──────── Texte sélectionné

"Cou texto" : les smartphones sont-ils plus nocifs qu'on ne le pense ?

Il suffit de faire une recherche en ligne sur les termes "text neck", "tech neck" ou, finalement, le "cou texto" pour trouver toutes sortes d'avertissements.
L'idée est simple : les heures passées à regarder nos téléphones provoquent une augmentation des douleurs cervicales, certaines sources suggérant même qu'elles peuvent entraîner des lésions chroniques, des problèmes posturaux à long terme, et même une dégénérescence de la colonne vertébrale.
Ce n'est guère surprenant compte tenu de nos habitudes en matière d'écrans. Des données récentes montrent que l'individu moyen passe aujourd'hui 4 heures et 37 minutes sur son téléphone chaque jour, ce qui équivaut à plus d'une journée entière par semaine, ou six jours par mois. Le temps quotidien passé devant un écran a augmenté de 7,9 % depuis 2013, soit près d'une demi-heure de plus par jour.
D'un point de vue biomécanique, il est logique que l'expression "text neck" ait été adoptée : si l'on penche la tête de 60 degrés vers l'avant, le poids effectif sur le cou passe d'environ 5 kg à plus de 27 kg, ce qui augmente le stress sur la colonne cervicale et les structures environnantes.
Plusieurs études récentes ont suggéré des liens entre l'utilisation intensive du smartphone et les douleurs musculo-squelettiques, des enquêtes rapportant qu'entre 50 et 84 % des utilisateurs ressentent une gêne au niveau du cou, des épaules ou du haut du dos. Chez les enfants, certaines études ont révélé que jusqu'à 70 % des personnes passant 5 à 8 heures par jour sur des écrans se plaignent de douleurs cervicales.

────────────────
──────── Informations extraites

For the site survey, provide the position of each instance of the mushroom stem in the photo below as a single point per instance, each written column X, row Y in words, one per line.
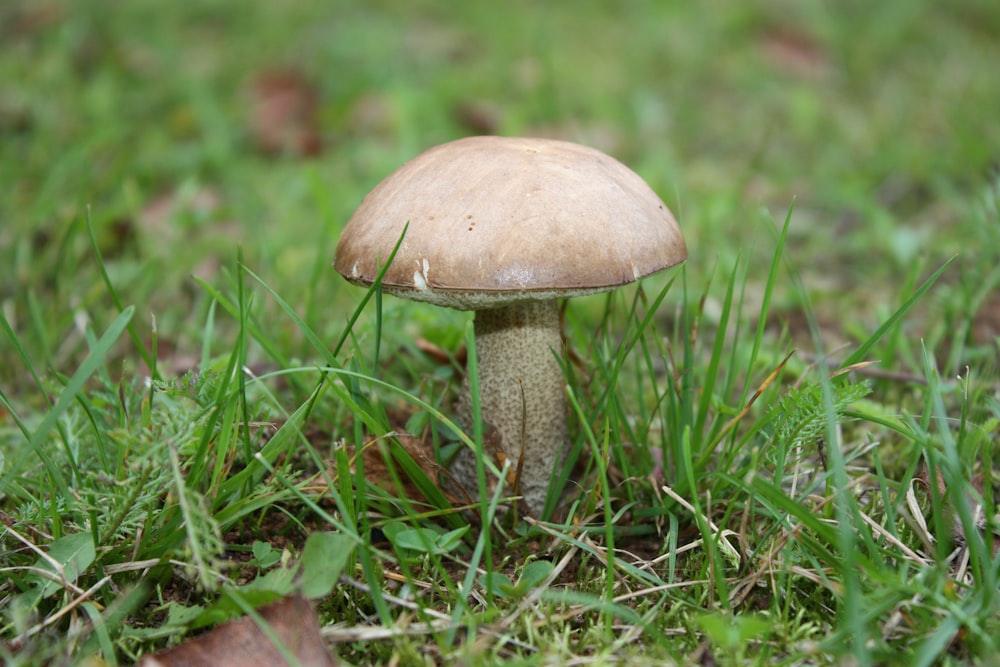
column 521, row 394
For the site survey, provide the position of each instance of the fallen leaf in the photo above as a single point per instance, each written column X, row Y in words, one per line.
column 243, row 643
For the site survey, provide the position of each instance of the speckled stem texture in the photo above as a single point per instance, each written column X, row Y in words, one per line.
column 521, row 394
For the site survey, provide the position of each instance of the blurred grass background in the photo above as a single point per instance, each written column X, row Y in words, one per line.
column 877, row 121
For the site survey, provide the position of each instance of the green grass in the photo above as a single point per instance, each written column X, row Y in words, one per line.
column 186, row 384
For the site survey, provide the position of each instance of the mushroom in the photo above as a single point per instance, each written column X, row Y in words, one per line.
column 505, row 227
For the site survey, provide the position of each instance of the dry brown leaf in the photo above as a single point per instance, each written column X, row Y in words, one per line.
column 242, row 643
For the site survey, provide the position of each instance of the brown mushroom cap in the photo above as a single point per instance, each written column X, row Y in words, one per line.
column 499, row 220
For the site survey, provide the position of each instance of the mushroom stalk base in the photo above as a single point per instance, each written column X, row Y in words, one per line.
column 521, row 397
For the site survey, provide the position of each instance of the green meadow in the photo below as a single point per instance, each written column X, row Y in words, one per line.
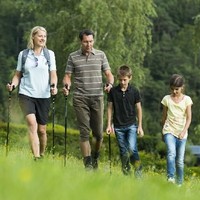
column 22, row 178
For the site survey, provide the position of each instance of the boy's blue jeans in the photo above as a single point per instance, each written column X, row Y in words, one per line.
column 175, row 156
column 127, row 141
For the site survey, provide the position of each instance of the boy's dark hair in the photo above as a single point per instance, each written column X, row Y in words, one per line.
column 176, row 80
column 124, row 70
column 85, row 32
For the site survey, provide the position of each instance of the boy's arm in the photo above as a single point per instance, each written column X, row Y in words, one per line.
column 139, row 116
column 109, row 118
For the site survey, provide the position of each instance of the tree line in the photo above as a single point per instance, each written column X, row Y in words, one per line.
column 155, row 37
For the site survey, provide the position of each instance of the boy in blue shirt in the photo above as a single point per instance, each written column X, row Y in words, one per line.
column 123, row 101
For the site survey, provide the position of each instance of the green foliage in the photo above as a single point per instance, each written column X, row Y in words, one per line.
column 22, row 179
column 156, row 38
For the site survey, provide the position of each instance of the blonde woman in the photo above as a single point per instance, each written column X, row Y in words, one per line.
column 34, row 78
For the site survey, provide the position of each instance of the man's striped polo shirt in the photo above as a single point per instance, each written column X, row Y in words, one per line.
column 87, row 71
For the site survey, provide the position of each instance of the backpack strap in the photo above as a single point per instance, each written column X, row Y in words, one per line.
column 47, row 56
column 25, row 55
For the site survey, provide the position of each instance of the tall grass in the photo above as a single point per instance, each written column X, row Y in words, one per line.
column 21, row 178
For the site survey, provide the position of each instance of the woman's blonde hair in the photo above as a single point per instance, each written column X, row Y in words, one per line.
column 34, row 31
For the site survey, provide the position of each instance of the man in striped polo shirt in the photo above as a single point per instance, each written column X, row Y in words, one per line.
column 87, row 66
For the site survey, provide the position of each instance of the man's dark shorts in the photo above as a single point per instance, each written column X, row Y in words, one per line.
column 89, row 113
column 38, row 106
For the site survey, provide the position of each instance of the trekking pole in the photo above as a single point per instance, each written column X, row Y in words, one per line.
column 65, row 151
column 53, row 121
column 109, row 151
column 8, row 118
column 109, row 145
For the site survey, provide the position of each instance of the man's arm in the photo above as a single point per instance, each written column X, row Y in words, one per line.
column 110, row 80
column 66, row 83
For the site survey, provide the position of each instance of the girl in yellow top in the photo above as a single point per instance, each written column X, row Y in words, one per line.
column 176, row 119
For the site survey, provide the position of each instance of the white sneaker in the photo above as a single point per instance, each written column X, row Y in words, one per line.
column 171, row 180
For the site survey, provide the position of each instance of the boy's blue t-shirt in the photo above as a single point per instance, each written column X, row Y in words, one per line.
column 124, row 112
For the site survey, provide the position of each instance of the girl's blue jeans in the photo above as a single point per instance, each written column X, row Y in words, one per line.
column 175, row 157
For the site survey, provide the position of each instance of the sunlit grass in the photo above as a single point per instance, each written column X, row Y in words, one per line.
column 23, row 178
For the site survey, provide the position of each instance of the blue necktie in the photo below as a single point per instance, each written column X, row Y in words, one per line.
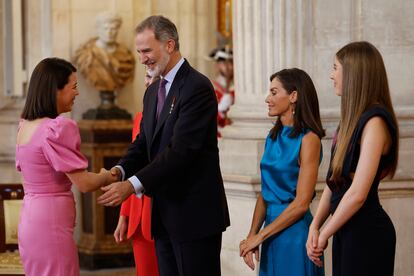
column 161, row 96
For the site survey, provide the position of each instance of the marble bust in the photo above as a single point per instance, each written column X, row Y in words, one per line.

────────────────

Mettez à jour un passage de l'article sur le « cou texto » : commencez aux mots "L'idée est simple", arrêtez-vous après "la colonne vertébrale." et remplacez "lésions chroniques" par "blessures durables".

* Résultat ci-dessous *
L'idée est simple : les heures passées à regarder nos téléphones provoquent une augmentation des douleurs cervicales, certaines sources suggérant même qu'elles peuvent entraîner des blessures durables, des problèmes posturaux à long terme, et même une dégénérescence de la colonne vertébrale.